Task brief: Can you reproduce the Crp regulon text in full, word for word?

Page text:
+--
Crp binding sites detected by the TFBS search of the introduced pipeline and by the additional TFBS search with adopted and optimized PWMs. Bold letters indicate conserved pentamers of the motif. Codes:

aTransferred target gene from CG.

bExperimentally verified binding site by EMSA/CHiP/RT-PCR (21–23).

cGene showed altered expression in microarray studies of ΔRv3676 versus WT (24).

dMotif position relative to the translation start site.

eCore gene.

fEssential gene.

gGene involved in virulence processes

In total, we identified 207 putative target genes of Crp, organized in 121 transcription units (see Table 3 and Figure 4). Of this set, 17 genes belong to the mycobacterial core regulon (62) and 41 were reported as essential for M. tuberculosis (63,64). Furthermore, at least 17 genes of the suggested regulon are connected to antibiotic resistance and virulence of M. tuberculosis (65–69). Based on annotation information for M. tuberculosis (69), knowledge about orthologous C. glutamicum genes and operon structures, we attributed individual target genes to distinct functional modules.

Figure 4.

Reconstructed network of the GlxR ortholog Crp. The network reconstruction of the Crp regulon is based on the 121 transcription units presented in Table 3. It was generated by the integrated network reconstruction tool GraphVis of MycoRegNet. Transcription units relying on binding site predictions/experimental verifications that were reported previously in (22–24,60) and correspond with our findings are colored according to the appropriate publication. Arrows and gene IDs (node labels) coloured in red indicate a repressive regulation of Crp, green arrows correspond to an activating regulation.
+--
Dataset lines
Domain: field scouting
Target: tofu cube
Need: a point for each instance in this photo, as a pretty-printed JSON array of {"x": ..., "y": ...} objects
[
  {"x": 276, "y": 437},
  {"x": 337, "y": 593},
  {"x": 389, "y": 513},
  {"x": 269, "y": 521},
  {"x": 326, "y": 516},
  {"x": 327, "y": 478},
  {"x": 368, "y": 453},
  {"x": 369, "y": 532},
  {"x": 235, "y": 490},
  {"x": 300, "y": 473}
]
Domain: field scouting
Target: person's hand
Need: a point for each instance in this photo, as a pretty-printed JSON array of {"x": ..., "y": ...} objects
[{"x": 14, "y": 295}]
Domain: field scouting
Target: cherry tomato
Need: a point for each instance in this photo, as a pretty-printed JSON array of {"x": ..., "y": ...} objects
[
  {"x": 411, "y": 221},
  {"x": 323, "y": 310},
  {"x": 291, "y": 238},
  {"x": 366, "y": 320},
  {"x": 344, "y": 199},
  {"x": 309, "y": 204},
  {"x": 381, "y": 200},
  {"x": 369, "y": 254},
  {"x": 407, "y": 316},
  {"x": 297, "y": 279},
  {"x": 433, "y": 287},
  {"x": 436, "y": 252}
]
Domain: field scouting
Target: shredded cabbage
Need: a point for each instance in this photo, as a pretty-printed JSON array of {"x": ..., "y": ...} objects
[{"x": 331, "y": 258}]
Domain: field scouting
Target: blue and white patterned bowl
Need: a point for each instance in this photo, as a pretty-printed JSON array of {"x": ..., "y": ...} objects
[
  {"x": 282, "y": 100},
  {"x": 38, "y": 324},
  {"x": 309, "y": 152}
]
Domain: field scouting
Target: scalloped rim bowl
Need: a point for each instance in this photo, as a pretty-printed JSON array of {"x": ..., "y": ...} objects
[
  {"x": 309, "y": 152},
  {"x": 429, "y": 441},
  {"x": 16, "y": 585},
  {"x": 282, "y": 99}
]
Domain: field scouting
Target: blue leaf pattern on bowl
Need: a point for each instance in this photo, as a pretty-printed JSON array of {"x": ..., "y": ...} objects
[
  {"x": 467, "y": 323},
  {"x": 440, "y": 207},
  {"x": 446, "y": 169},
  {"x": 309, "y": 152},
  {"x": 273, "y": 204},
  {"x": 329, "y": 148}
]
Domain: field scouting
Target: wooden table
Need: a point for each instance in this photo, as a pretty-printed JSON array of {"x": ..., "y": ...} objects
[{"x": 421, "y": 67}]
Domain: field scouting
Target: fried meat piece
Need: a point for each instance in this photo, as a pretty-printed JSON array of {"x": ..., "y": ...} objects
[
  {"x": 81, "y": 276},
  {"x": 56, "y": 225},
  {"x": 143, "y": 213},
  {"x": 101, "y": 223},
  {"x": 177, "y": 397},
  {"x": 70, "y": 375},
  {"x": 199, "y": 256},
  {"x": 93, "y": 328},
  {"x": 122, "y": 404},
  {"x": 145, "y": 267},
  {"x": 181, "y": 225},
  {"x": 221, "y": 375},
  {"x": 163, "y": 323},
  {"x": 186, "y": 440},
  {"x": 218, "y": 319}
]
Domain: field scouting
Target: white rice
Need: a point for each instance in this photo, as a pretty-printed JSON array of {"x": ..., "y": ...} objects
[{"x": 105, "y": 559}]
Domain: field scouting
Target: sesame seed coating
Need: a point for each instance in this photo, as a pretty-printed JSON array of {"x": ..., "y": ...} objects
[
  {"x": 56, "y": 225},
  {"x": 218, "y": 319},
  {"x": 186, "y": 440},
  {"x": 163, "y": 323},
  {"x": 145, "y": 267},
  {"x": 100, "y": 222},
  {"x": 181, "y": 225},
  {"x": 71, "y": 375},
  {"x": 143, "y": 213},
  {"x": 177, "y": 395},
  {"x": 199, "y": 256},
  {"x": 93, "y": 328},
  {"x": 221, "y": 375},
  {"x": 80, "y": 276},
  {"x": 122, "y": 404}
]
+--
Expected output:
Crp binding sites detected by the TFBS search of the introduced pipeline and by the additional TFBS search with adopted and optimized PWMs. Bold letters indicate conserved pentamers of the motif. Codes:

aTransferred target gene from CG.

bExperimentally verified binding site by EMSA/CHiP/RT-PCR (21–23).

cGene showed altered expression in microarray studies of ΔRv3676 versus WT (24).

dMotif position relative to the translation start site.

eCore gene.

fEssential gene.

gGene involved in virulence processes

In total, we identified 207 putative target genes of Crp, organized in 121 transcription units (see Table 3 and Figure 4). Of this set, 17 genes belong to the mycobacterial core regulon (62) and 41 were reported as essential for M. tuberculosis (63,64). Furthermore, at least 17 genes of the suggested regulon are connected to antibiotic resistance and virulence of M. tuberculosis (65–69). Based on annotation information for M. tuberculosis (69), knowledge about orthologous C. glutamicum genes and operon structures, we attributed individual target genes to distinct functional modules.

Figure 4.

Reconstructed network of the GlxR ortholog Crp. The network reconstruction of the Crp regulon is based on the 121 transcription units presented in Table 3. It was generated by the integrated network reconstruction tool GraphVis of MycoRegNet. Transcription units relying on binding site predictions/experimental verifications that were reported previously in (22–24,60) and correspond with our findings are colored according to the appropriate publication. Arrows and gene IDs (node labels) coloured in red indicate a repressive regulation of Crp, green arrows correspond to an activating regulation.